## Given passage

Edit: Much obliged to @ainttranslationfun


----------



## bibax

We call the Czech Republic "Absurdistan", which refers to the Theatre of the Absurd. _(the former Czech[oslovak] president Havel was one of the playwrights commonly associated with the Theatre of the Absurd)
_
However in Uncyclopedia, Absurdistan is somewhat misplaced.


----------



## apmoy70

^^Thank you for reminding me a modern satirical name of Greece coined by the younger generation as an attempt to criticise the country's governmental impotence, miscarriage of justice, social disorganization, deregulation of the public sector, precarious employement, high bureaucracy etc (the name suggests we're on a par with the Asian -stan republics, no offence to the Turkmen, Tadjik, or Pakistani co-forumers; I'm sure in certain statistic indicators you are way above us after 10 years of severe austerity).

*«Ελλαδιστάν» *is formed with the joining together of the combinatory *«Ελλαδο-»* [elaðo-] < the name of Greece in MoGr «Ελλάς» [eˈlas] (fem.) +  Persian suffix ـستان‏ (-estān) --> _place one stays_


----------



## Määränpää

Three names for Finland come to mind:

_*Härmä:*_ Originally the name of a rural region famous for knifefights. (The word also happens to mean frost and a type of fungus.)

_*sääntö-Suomi:* _Finland of (too many) regulations.

A vintage one: _*Kekkoslovakia:* _From the names of Czechoslovakia and Kekkonen, President of Finland 1956-1982.

...And a fourth one: _*sarvikuonojen maa:*_ the land of rhinoceroses (asocial, inflexible people). Africa was called the land of rhinoceroses in a hit song in 1988, but I don't know if people started calling Finland the land of rhinoceroses before that or after that.


----------



## Stoggler

Määränpää said:


> A vintage one: _*Kekkoslovakia:* _From the names of Czechoslovakia and Kekkonen, President of Finland 1956-1982.



Could you explain this one a bit more?  Why would Kekkonen be linked with Czechoslovakia?


----------



## Määränpää

Stoggler said:


> Could you explain this one a bit more?  Why would Kekkonen be linked with Czechoslovakia?


1) At the time, Czechoslovakia was part of the Eastern bloc and under dictatorship. If you didn't think Finland was democratic enough, you could compare it to an actual Eastern bloc country.

2) The contrived word _Kekkoslovakia_ sounds "natural" because in Finnish compound nouns _-nen_ always changes into _-s_. For example, _nainen_ (woman), _naispoliisi_ (policewoman). Hence, _Kekkonen_, _Kekkos_-.


----------



## sound shift

Britain, especially England, is sometimes called "(old) Blighty". There are various theories about the origin of this.

## Problem 1
In the forum thread on country nicknames, during which years was Kekkonen President of Finland?
## Problem 2
Reproduce the forum thread on country nicknames from "Three names for" to "or after that.".
## Problem 3
Write the next part of the forum thread on country nicknames, picking up after its last sentence.
The data is separate material, apart from the forum thread on country nicknames.

## Information provided

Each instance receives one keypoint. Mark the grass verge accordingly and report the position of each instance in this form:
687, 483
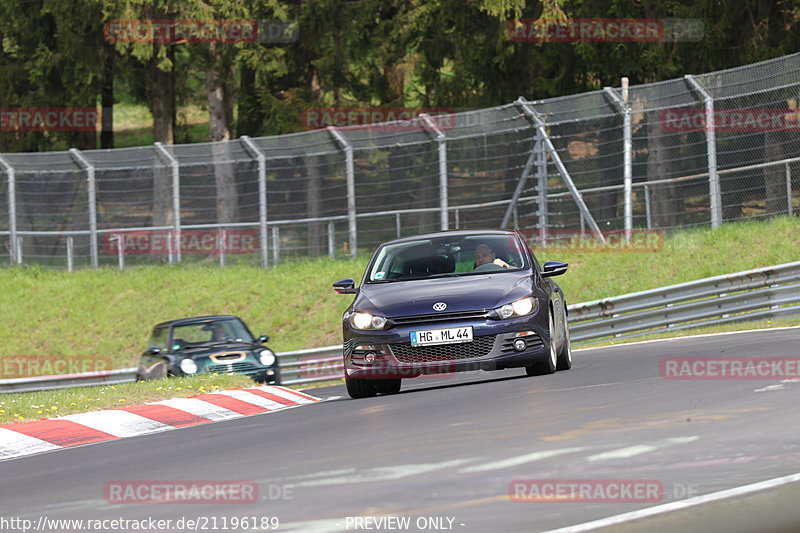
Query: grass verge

## Task response 1
1956 to 1982.

## Task response 2
Three names for Finland come to mind:

_*Härmä:*_ Originally the name of a rural region famous for knifefights. (The word also happens to mean frost and a type of fungus.)

_*sääntö-Suomi:* _Finland of (too many) regulations.

A vintage one: _*Kekkoslovakia:* _From the names of Czechoslovakia and Kekkonen, President of Finland 1956-1982.

...And a fourth one: _*sarvikuonojen maa:*_ the land of rhinoceroses (asocial, inflexible people). Africa was called the land of rhinoceroses in a hit song in 1988, but I don't know if people started calling Finland the land of rhinoceroses before that or after that.

## Task response 3
----------



## Määränpää

Määränpää said:


> _*sarvikuonojen maa:*_ the land of rhinoceroses (asocial, inflexible people). Africa was called the land of rhinoceroses in a hit song in 1988, but I don't know if people started calling Finland the land of rhinoceroses before that or after that.


Maybe this French play is the origin of the Finnish phrase as well?





tFighterPilot said:


> Look it up on Google, I know what I'm saying... Apparently the origin of the word is from this play Rhinoceros (play) - Wikipedia


----------



## sound shift

Stoggler said:


> Back in the 1970s the U.K. used to be called the Sick Man of Europe, because of its persistent economic, political and social problems.


Some people are calling it that once again, because of, er ... recent developments.


----------



## Encolpius

In the 70-80's Hungary was "a legvidámabb barak" [the happiest barrack]


----------



## ain'ttranslationfun?

Nowadays, in the USA: "Trumpland". :^(


----------



## Encolpius

How do you pronounce Trumpland? With a schwa at the and or like land?


----------



## Penyafort

The only one I can think of for Catalonia is _Comtat Gran_ ("the Great County"), which I've seen used from time to time in a satyrical manner, although not necessarily. 

The origin for it is the first line of the original lyrics of the Catalan anthem: _Catalonia, Comtat Gran, qui t'ha vist tan rica i plena _("Catalonia, the Great County, you were once so rich and bountiful"). The expression goes back to the times in which Catalonia was a sovereign entity within the Crown of Aragon, formed by a union of counties under the rule of the Count of Barcelona, thus considering it as a County of counties or Great County.


----------



## AndrasBP

Määränpää said:


> At the time, Czechoslovakia was part of the Eastern bloc and under dictatorship. If you didn't think Finland was democratic enough, you could compare it to an actual Eastern bloc country.


At the moment, if you don't think Hungary is democratic or developed enough, you may call it "Magyari*sztán*" (instead of Magyarország = "Hungarian Country"). This word also refers to our president Orban being good friends with undemocatic leaders of countries like Turkey, Azerbaijan, Kazakhstan and Kyrgyzstan.


----------



## Yendred

Just recently used by our President, we French often call ourselves "_Les Gaulois_" (The Gauls) in a ironical or double meaning manner, in reference to the peoples who lived on our territory in the Iron Age and the Roman period.

This term may cover many concepts. Gauls are supposed to be boorish, bawdy, coarse, rough and brutal.

Recently, in far-right political parties, the term "_Gaulois_" has taken the revendicative meaning of someone who is a native-born French person, versus someone with an immigrant background.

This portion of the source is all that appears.